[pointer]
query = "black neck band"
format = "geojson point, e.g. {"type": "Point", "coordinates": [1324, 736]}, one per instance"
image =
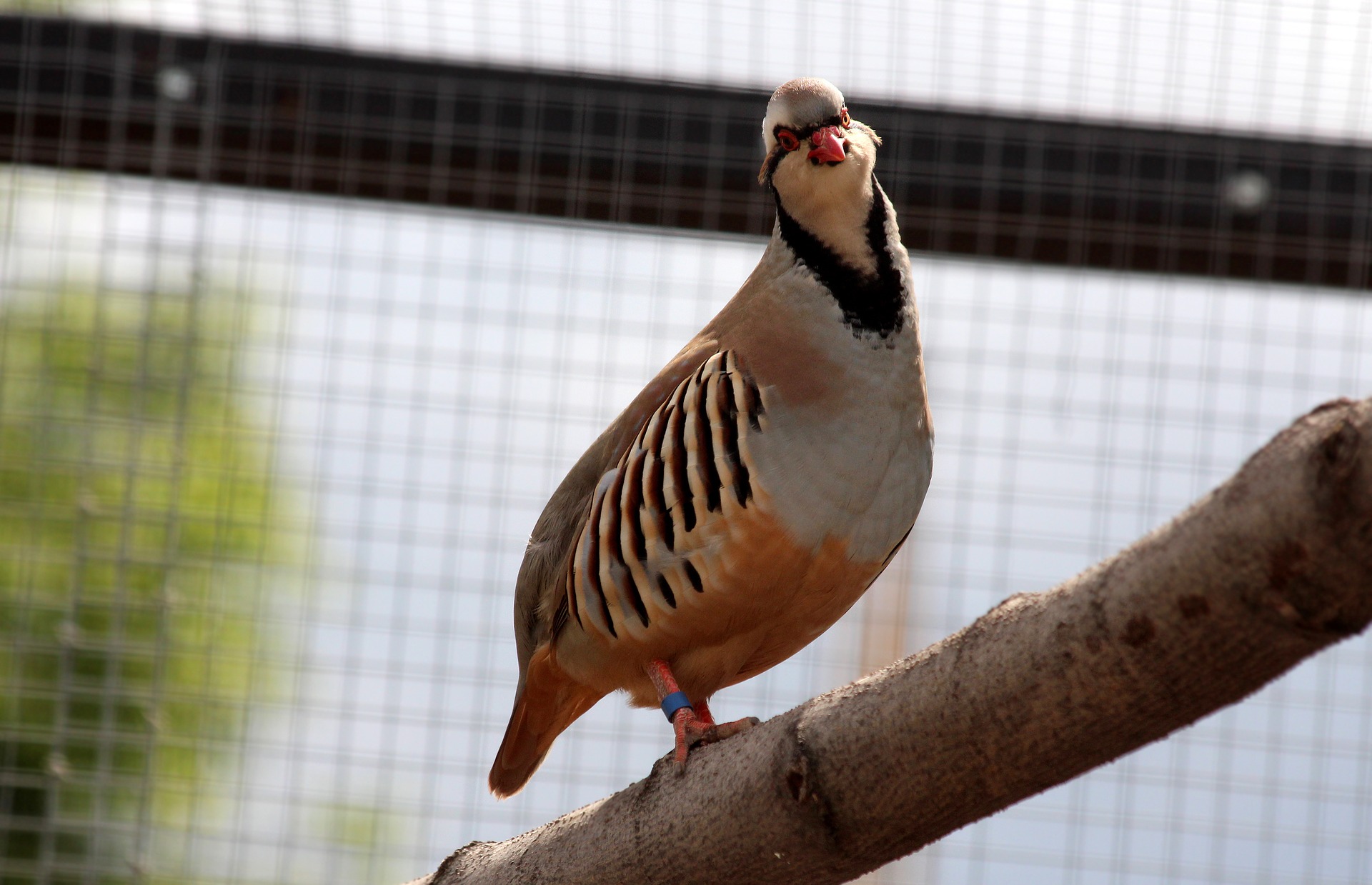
{"type": "Point", "coordinates": [872, 302]}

» **Aim**: Put the lines above into a JSON list of strings, one string per line, with blank lines skipped and the picture left out.

» **Reply to the task**:
[
  "[pointer]",
  "query = \"black neck band\"",
  "format = \"geojson point, e.g. {\"type\": \"Point\", \"coordinates\": [1324, 736]}, one per instance\"",
  "image =",
  "{\"type\": \"Point\", \"coordinates\": [872, 302]}"
]